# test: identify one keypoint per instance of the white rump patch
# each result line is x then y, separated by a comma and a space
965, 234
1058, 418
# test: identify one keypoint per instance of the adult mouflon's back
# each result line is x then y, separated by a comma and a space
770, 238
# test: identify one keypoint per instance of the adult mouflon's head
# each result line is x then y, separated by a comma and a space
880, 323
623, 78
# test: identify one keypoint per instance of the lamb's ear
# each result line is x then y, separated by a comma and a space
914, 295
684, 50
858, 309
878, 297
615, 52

==================================================

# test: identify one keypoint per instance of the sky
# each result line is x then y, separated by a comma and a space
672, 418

==================================================

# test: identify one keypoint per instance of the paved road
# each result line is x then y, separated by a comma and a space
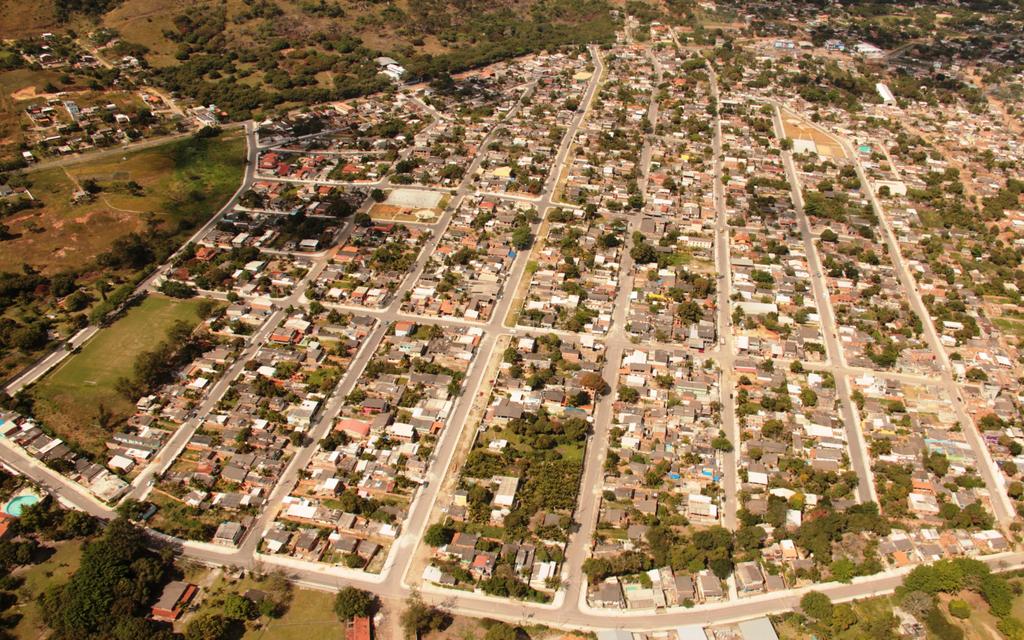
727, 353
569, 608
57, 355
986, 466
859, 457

==================================================

How many lines in the data above contain the word "adult"? Case matters, and the reply should be only the number.

- _EXERCISE RESULT_:
2